WHAT YOU SHOULD DO →
Pull every line containing "background" from the listing.

PROVIDED DATA →
——

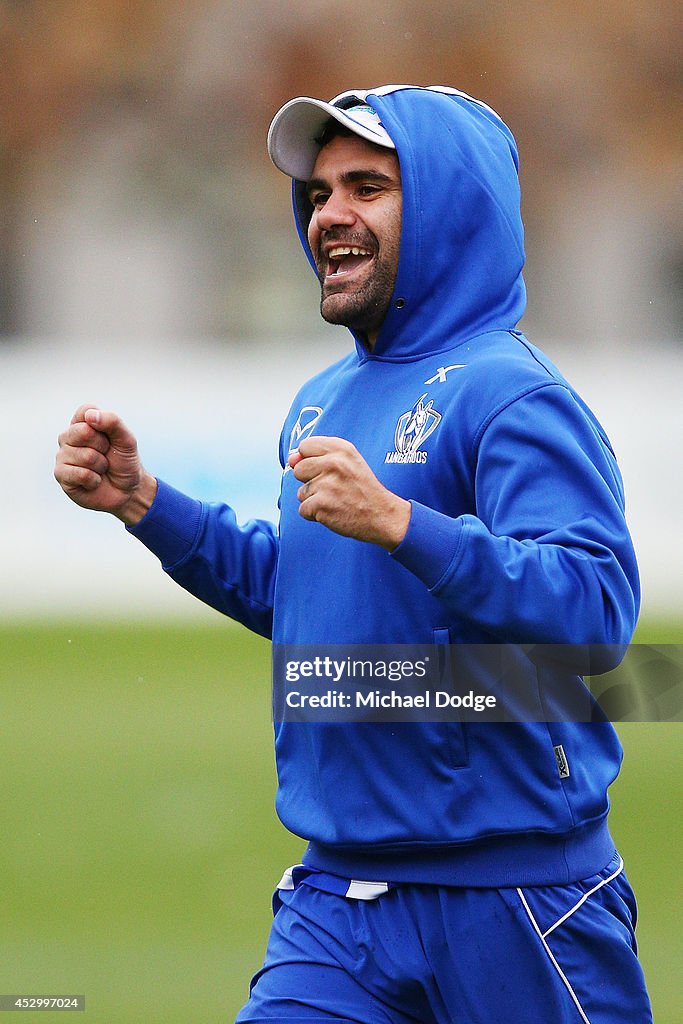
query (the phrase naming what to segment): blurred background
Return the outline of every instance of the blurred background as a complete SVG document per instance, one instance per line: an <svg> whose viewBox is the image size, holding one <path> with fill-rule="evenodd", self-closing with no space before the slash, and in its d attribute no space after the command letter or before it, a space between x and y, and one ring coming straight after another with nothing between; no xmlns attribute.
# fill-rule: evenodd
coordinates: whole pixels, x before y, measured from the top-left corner
<svg viewBox="0 0 683 1024"><path fill-rule="evenodd" d="M522 326L614 442L640 636L680 641L681 22L673 0L0 0L1 992L231 1019L301 853L272 811L267 644L52 479L87 401L158 475L277 515L289 402L348 347L265 151L292 96L446 84L510 124ZM615 786L659 1024L680 1017L679 728L625 726Z"/></svg>

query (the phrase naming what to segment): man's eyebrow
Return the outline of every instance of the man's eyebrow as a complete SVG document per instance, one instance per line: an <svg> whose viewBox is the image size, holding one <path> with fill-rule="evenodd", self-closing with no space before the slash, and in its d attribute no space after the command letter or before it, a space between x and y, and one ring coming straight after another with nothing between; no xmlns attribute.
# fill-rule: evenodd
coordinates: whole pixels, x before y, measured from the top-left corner
<svg viewBox="0 0 683 1024"><path fill-rule="evenodd" d="M345 171L340 176L340 180L343 185L354 185L359 181L376 181L380 185L396 184L396 179L391 174L385 174L384 171L378 171L374 167L360 167L353 171ZM313 192L324 192L329 187L329 182L324 178L311 178L306 185L306 194L310 196Z"/></svg>

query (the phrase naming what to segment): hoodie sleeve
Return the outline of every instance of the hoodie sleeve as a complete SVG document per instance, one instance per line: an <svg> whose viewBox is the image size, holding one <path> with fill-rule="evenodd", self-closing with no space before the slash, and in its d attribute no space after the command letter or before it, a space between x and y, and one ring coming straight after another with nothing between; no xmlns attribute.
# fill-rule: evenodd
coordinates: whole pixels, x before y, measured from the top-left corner
<svg viewBox="0 0 683 1024"><path fill-rule="evenodd" d="M181 587L270 637L279 538L273 523L238 525L234 511L189 498L162 480L152 507L128 532Z"/></svg>
<svg viewBox="0 0 683 1024"><path fill-rule="evenodd" d="M475 453L476 515L414 502L393 557L506 642L628 644L639 583L621 480L571 392L552 384L511 402Z"/></svg>

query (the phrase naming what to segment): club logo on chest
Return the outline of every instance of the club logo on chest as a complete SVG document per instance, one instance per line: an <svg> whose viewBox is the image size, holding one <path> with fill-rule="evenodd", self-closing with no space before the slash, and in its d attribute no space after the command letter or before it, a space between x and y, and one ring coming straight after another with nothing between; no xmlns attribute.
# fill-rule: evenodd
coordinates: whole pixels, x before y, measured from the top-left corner
<svg viewBox="0 0 683 1024"><path fill-rule="evenodd" d="M398 418L394 432L394 451L387 452L385 462L425 463L427 452L422 445L430 437L439 423L441 413L433 407L433 400L425 404L427 392L418 398L412 409L402 413Z"/></svg>

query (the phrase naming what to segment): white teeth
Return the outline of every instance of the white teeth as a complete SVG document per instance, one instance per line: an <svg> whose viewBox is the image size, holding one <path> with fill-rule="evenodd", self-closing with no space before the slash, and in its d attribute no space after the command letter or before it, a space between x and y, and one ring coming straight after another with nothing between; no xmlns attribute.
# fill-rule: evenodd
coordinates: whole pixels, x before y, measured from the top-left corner
<svg viewBox="0 0 683 1024"><path fill-rule="evenodd" d="M359 249L356 246L338 246L336 249L330 249L328 259L338 260L341 256L372 256L369 249Z"/></svg>

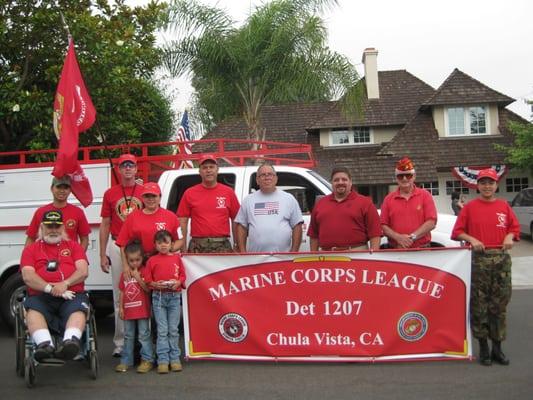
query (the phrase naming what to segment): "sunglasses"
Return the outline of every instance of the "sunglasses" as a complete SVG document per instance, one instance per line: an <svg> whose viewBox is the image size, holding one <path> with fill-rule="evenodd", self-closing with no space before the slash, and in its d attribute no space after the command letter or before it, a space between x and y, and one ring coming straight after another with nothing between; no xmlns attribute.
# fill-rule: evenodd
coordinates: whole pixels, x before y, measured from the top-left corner
<svg viewBox="0 0 533 400"><path fill-rule="evenodd" d="M131 161L125 161L122 164L120 164L120 168L135 168L135 164Z"/></svg>
<svg viewBox="0 0 533 400"><path fill-rule="evenodd" d="M413 177L413 174L398 174L396 175L396 179L401 181L402 179L411 179Z"/></svg>

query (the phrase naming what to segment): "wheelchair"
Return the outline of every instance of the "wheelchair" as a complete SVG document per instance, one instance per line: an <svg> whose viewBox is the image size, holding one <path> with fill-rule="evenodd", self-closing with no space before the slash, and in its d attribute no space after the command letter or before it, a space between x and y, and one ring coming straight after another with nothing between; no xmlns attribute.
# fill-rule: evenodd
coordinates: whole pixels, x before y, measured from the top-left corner
<svg viewBox="0 0 533 400"><path fill-rule="evenodd" d="M35 344L26 327L25 309L24 309L24 297L18 299L15 313L15 341L16 341L16 372L20 377L24 377L26 386L31 388L35 384L35 375L37 367L40 366L63 366L67 361L58 358L47 358L38 362L35 360ZM61 341L61 337L52 334L57 348L57 344ZM93 379L98 378L98 353L97 353L97 340L96 340L96 320L94 316L94 310L92 306L89 308L87 314L87 322L85 325L85 331L80 340L80 355L84 361L88 363L91 369L91 377Z"/></svg>

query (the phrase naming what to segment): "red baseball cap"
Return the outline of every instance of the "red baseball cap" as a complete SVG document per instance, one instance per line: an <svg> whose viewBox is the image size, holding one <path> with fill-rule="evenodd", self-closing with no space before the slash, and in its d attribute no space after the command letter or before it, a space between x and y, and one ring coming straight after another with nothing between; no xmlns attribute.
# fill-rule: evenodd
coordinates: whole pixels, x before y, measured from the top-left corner
<svg viewBox="0 0 533 400"><path fill-rule="evenodd" d="M145 194L155 194L156 196L161 196L161 188L155 182L147 182L143 186L141 196L144 196Z"/></svg>
<svg viewBox="0 0 533 400"><path fill-rule="evenodd" d="M477 182L482 178L489 178L495 182L498 182L498 173L492 168L482 169L477 175Z"/></svg>
<svg viewBox="0 0 533 400"><path fill-rule="evenodd" d="M212 161L218 165L217 158L213 154L204 154L202 157L200 157L200 165L206 161Z"/></svg>
<svg viewBox="0 0 533 400"><path fill-rule="evenodd" d="M118 165L125 163L126 161L132 162L137 165L137 158L133 154L122 154L118 158Z"/></svg>

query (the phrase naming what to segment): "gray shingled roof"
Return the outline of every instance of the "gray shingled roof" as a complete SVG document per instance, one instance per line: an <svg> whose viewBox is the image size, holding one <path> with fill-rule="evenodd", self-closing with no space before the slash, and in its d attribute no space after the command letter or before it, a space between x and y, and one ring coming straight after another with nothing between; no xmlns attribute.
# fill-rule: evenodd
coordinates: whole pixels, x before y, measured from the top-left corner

——

YOUR RESPONSE →
query (the phrase naming what to segment): blurred background
Return the outline of every instance of the blurred background as a complete SVG document per instance, one instance per line: an <svg> whose viewBox is the image size, holding one <path> with fill-rule="evenodd", self-closing with no space before the slash, and in its d attribute no space after the command letter or before it, a space between x and y, and one ring coming straight after another with nothing between; no xmlns attribute.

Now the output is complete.